**SHORT EXERCISE:** Reproduce the lines below verbatim, starting at the first line and ending at the line containing "xmin=0 ymin=0 xmax=500 ymax=334", inclusive.

=-=-=-=-=

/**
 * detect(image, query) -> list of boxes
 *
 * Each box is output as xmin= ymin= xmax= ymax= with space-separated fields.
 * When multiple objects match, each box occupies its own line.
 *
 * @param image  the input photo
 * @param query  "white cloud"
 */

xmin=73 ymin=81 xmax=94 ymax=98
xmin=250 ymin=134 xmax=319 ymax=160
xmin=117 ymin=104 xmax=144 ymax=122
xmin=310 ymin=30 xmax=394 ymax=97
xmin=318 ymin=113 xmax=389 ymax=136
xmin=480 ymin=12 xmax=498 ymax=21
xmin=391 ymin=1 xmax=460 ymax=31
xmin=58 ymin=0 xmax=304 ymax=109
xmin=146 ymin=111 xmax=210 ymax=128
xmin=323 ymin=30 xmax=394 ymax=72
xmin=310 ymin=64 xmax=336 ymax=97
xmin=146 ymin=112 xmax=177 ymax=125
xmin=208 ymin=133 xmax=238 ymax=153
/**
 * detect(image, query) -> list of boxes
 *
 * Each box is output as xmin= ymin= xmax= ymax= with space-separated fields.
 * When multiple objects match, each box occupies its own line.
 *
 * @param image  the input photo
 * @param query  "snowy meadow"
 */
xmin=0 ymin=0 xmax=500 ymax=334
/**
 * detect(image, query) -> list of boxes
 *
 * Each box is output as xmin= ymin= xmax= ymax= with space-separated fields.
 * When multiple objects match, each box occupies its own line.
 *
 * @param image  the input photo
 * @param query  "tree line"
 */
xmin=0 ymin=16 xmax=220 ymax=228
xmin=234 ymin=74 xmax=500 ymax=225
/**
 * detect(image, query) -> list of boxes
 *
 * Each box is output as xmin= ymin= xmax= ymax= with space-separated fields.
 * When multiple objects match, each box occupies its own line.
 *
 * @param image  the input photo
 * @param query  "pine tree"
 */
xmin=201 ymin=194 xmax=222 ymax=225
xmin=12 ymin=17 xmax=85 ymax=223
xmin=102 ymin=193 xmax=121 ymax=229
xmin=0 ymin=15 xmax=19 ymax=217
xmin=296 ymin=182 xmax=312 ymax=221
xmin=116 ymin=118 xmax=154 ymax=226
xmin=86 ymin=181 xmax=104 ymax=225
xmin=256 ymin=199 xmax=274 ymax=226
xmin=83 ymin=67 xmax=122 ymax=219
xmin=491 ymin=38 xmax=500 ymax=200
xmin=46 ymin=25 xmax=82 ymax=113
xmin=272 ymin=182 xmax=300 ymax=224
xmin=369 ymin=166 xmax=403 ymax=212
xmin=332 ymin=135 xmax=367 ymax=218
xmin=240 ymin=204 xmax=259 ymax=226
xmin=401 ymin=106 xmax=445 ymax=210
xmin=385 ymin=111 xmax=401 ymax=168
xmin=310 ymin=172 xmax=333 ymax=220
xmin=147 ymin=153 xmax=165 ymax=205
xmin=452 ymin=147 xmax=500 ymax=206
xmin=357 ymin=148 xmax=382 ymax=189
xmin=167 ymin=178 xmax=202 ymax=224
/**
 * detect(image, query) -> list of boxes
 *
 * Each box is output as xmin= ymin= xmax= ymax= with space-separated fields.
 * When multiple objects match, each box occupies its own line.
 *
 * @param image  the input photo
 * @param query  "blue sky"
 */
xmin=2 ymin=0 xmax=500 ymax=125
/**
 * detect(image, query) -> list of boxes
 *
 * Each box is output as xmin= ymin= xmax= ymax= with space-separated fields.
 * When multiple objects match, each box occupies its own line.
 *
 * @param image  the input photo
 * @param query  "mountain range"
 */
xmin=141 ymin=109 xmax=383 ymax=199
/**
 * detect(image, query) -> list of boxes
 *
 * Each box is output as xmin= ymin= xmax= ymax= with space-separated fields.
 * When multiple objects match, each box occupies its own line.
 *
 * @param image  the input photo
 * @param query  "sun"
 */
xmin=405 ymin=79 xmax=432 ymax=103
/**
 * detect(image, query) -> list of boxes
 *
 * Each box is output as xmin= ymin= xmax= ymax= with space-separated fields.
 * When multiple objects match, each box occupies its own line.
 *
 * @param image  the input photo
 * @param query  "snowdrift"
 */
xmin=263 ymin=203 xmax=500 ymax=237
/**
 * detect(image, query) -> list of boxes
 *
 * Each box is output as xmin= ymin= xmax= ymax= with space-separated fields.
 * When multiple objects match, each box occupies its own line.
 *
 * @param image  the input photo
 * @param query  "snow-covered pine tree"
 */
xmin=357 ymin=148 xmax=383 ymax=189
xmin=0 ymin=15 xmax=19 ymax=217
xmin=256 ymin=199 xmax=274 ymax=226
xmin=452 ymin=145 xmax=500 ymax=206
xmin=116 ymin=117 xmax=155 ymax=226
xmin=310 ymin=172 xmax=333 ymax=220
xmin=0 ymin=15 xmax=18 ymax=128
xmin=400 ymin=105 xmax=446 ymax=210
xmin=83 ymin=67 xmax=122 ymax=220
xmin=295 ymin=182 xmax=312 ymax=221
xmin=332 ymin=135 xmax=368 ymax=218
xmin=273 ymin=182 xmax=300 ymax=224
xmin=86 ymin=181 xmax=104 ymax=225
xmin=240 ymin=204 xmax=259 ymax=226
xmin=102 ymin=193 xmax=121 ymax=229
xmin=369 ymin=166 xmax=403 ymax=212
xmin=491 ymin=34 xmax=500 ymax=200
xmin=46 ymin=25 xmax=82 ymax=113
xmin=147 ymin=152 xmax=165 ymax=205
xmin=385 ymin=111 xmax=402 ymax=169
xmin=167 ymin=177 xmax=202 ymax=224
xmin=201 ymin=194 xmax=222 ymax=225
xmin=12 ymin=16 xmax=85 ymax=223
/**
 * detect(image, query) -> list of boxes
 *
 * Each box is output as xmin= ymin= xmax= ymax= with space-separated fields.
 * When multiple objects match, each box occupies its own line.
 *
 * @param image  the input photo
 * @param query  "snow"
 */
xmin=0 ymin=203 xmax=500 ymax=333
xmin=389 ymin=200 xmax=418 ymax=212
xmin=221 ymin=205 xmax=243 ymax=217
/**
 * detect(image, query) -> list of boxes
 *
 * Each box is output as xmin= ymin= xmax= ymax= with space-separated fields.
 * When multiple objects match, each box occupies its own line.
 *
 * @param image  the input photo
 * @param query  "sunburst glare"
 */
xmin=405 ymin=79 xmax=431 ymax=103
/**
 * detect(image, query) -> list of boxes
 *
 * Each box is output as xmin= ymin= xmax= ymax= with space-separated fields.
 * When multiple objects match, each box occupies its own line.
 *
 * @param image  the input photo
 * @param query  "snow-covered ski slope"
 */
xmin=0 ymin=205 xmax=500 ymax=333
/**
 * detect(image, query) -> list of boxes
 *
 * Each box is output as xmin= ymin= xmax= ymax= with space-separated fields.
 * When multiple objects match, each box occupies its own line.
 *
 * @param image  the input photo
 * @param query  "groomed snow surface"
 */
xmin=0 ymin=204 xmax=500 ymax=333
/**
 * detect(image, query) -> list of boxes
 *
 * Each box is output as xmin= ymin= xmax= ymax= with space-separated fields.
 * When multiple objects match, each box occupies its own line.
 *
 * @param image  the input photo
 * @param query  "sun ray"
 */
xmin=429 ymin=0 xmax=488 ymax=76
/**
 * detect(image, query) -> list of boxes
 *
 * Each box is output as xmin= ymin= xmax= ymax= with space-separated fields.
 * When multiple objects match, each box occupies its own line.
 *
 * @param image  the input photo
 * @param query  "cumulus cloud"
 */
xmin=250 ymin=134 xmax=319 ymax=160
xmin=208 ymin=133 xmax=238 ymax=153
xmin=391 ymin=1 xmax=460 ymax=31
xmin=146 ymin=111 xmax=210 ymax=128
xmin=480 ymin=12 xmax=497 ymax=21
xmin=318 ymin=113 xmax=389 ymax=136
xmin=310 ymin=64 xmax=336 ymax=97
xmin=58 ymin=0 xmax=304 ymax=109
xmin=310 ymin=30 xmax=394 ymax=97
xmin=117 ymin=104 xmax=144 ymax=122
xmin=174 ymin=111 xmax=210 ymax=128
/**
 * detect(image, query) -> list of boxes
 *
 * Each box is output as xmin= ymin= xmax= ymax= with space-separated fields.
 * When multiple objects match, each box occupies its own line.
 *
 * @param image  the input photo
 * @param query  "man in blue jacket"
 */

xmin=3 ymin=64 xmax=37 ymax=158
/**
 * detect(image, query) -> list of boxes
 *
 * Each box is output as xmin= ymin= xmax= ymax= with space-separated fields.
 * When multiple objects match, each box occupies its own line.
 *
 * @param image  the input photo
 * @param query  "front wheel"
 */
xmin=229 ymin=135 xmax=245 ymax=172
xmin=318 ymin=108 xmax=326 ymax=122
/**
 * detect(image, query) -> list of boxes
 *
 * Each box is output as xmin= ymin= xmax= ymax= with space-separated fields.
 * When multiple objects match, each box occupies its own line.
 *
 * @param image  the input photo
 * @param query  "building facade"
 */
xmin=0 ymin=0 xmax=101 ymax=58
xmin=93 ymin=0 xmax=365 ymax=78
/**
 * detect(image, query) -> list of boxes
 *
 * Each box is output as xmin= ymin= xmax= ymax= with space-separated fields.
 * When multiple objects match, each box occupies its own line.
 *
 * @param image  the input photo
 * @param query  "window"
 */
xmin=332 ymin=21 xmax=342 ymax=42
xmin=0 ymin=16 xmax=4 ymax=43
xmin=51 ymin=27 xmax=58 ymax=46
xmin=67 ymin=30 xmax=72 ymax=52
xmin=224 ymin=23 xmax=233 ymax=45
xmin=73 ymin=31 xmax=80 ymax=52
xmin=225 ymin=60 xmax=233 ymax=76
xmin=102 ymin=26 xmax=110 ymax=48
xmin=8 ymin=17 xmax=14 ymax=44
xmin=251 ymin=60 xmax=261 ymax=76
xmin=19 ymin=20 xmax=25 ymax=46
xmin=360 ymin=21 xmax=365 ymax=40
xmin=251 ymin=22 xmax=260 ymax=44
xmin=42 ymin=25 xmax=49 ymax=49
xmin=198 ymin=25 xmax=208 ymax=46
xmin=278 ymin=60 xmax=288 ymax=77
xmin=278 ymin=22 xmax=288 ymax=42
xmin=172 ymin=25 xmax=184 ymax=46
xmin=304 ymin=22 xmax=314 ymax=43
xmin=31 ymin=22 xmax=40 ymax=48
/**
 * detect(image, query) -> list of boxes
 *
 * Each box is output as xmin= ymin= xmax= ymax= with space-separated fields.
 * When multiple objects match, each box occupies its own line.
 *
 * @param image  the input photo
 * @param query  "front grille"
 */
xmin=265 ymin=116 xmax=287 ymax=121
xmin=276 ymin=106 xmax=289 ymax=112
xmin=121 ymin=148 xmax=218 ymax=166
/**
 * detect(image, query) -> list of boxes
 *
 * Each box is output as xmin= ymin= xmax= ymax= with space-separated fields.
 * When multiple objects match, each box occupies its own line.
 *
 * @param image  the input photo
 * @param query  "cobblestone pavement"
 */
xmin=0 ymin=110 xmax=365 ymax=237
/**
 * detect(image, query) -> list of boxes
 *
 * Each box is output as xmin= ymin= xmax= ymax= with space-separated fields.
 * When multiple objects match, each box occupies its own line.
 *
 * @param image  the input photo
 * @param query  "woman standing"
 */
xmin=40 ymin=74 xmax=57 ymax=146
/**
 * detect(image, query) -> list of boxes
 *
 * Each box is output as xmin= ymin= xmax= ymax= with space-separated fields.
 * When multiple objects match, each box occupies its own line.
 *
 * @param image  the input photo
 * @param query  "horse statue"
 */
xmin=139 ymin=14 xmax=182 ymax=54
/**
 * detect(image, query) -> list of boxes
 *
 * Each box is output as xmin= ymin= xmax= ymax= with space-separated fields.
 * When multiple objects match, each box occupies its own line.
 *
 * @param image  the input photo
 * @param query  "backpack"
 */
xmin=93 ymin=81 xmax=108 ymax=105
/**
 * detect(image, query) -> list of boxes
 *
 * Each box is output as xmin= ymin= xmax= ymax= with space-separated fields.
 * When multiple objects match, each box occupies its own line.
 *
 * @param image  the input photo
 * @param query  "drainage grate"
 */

=-=-=-=-=

**FINAL RESULT:**
/**
 * detect(image, query) -> list of boxes
 *
 * Each box is output as xmin= ymin= xmax= ymax= with space-separated fields.
 * When multiple objects match, each box occupies its own line.
 *
 * @param image  the input photo
 * @param query  "white cloud"
 */

xmin=73 ymin=81 xmax=94 ymax=98
xmin=250 ymin=134 xmax=319 ymax=160
xmin=117 ymin=104 xmax=144 ymax=122
xmin=310 ymin=30 xmax=394 ymax=97
xmin=318 ymin=113 xmax=389 ymax=136
xmin=480 ymin=12 xmax=498 ymax=21
xmin=391 ymin=1 xmax=460 ymax=31
xmin=58 ymin=0 xmax=304 ymax=109
xmin=146 ymin=111 xmax=210 ymax=128
xmin=323 ymin=30 xmax=394 ymax=72
xmin=310 ymin=64 xmax=336 ymax=97
xmin=146 ymin=112 xmax=177 ymax=125
xmin=208 ymin=133 xmax=238 ymax=153
/**
 * detect(image, query) -> list of boxes
 *
 * Each box is output as xmin= ymin= xmax= ymax= with space-separated fields.
 * When multiple objects match, each box occupies its own line.
 *
 * @param image  the input photo
 * @param query  "snowy meadow"
 */
xmin=0 ymin=0 xmax=500 ymax=334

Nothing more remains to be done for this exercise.